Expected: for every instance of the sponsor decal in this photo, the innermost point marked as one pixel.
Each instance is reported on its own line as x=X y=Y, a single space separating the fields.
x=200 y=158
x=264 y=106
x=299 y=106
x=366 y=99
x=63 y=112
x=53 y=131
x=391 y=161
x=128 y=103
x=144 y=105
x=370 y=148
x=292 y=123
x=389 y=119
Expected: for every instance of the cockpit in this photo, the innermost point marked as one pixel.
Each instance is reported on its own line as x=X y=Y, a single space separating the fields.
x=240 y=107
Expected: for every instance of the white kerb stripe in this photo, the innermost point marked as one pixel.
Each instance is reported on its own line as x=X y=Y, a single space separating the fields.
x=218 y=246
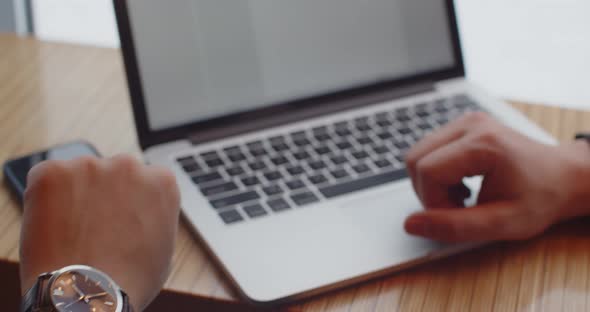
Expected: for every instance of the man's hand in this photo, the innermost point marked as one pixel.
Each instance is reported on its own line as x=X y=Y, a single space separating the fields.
x=115 y=214
x=527 y=186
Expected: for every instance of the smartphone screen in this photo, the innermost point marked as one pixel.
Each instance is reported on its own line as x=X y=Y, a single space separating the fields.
x=16 y=171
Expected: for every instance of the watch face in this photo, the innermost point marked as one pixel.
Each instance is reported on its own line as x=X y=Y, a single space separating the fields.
x=84 y=290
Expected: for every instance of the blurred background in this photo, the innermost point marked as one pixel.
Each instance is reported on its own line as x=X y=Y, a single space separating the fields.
x=535 y=51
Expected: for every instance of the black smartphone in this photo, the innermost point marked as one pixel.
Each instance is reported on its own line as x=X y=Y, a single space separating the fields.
x=16 y=170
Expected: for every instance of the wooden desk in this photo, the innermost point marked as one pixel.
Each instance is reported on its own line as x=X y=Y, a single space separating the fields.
x=54 y=93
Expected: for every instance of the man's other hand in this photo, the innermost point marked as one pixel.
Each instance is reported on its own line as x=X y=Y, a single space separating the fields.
x=527 y=186
x=116 y=215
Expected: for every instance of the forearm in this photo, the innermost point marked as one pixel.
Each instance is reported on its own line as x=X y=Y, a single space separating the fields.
x=577 y=180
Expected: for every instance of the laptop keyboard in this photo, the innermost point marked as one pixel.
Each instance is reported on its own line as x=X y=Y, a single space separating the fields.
x=293 y=170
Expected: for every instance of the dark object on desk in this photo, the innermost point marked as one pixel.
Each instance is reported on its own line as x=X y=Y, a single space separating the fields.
x=166 y=300
x=16 y=170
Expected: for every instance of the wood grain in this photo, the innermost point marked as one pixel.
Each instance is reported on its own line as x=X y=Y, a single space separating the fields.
x=55 y=93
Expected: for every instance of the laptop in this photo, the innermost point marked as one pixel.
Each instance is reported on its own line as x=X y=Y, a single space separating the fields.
x=286 y=124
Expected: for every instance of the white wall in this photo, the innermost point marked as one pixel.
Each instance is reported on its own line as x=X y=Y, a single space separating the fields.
x=530 y=50
x=82 y=21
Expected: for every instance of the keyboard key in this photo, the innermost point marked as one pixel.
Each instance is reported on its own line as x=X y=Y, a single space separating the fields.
x=344 y=145
x=362 y=184
x=278 y=205
x=276 y=140
x=322 y=150
x=234 y=199
x=402 y=146
x=364 y=140
x=231 y=216
x=256 y=148
x=295 y=185
x=250 y=181
x=339 y=173
x=384 y=123
x=206 y=178
x=381 y=149
x=235 y=171
x=187 y=159
x=219 y=189
x=305 y=198
x=232 y=150
x=258 y=152
x=404 y=130
x=382 y=116
x=322 y=137
x=319 y=130
x=257 y=165
x=191 y=167
x=280 y=147
x=441 y=109
x=422 y=114
x=385 y=135
x=272 y=190
x=209 y=155
x=361 y=168
x=403 y=118
x=421 y=106
x=382 y=163
x=363 y=127
x=401 y=111
x=442 y=120
x=343 y=132
x=338 y=160
x=425 y=126
x=255 y=211
x=296 y=170
x=273 y=176
x=359 y=155
x=279 y=160
x=237 y=157
x=301 y=155
x=361 y=120
x=318 y=179
x=302 y=142
x=317 y=165
x=214 y=162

● ● ● ● ● ● ●

• [TASK]: For each line in the records that contains the word "desk", make a copy.

• [RESPONSE AREA]:
Expected: for every instance of the wooden desk in this photo, the innermost point marked as one pixel.
Expected: for every instance of the dark object on desk in this photo, the innermost point marked as one pixel.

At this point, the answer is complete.